▸ Source extract:
________________________

I think a lot of the low-ball pricing that is in the market is the result of
networks selling off underutilized capacity at discounted pricing just to
get some additional cash flow. This pricing probably doesn't take into
account the necessary capex that will be required to upgrade the network
when it approaches saturation.
On 10/18/02 10:46 AM, "Paul Vixie" <firstname.lastname@example.org> wrote:
> someone wrote, in response to my piece this morning...
>> Can you explain more about why you think transit prices will return to
>> the $200-$300/mbps. I've been quoted $40/mbps on a 50mbps commit
>> (95th%) ... which I think is pretty much as low as it's going to get.
>> I can understand prices going back up near $100/mbps over time, but
>>> $200 is much more than I'm expecting.
> the way i think about this is that somebody has to carry the traffic to
> wherever it's got to go. with a "top tier" of huge networks, the pricing
> model gets smoother in two ways: (1) the distance insensitivity in sales
> has a larger set of costs to average against; and (2) cost per bit-kilom
> goes down as pipe size goes up. however, the cost per bit per second of
> switching these is relatively constant over time (people, rent, depreciation
> or lease of equipment).

________________________

▸ Information supplied:
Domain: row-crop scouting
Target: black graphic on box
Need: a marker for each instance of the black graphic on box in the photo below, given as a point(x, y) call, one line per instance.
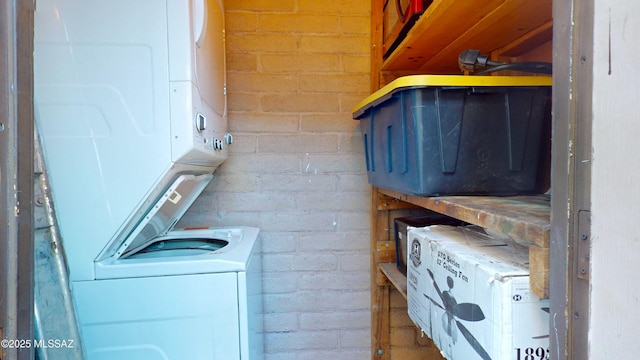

________________________

▸ Task set:
A. Please list every dollar figure that appears in the transit pricing post, in the order they occur.
B. Print the transit pricing post from "I think a lot" up to and including "going to get.".

▸ Per-task outputs:
A.
$200-$300/mbps
$40/mbps
$100/mbps
$200

B.
I think a lot of the low-ball pricing that is in the market is the result of
networks selling off underutilized capacity at discounted pricing just to
get some additional cash flow. This pricing probably doesn't take into
account the necessary capex that will be required to upgrade the network
when it approaches saturation.
On 10/18/02 10:46 AM, "Paul Vixie" <firstname.lastname@example.org> wrote:
> someone wrote, in response to my piece this morning...
>> Can you explain more about why you think transit prices will return to
>> the $200-$300/mbps. I've been quoted $40/mbps on a 50mbps commit
>> (95th%) ... which I think is pretty much as low as it's going to get.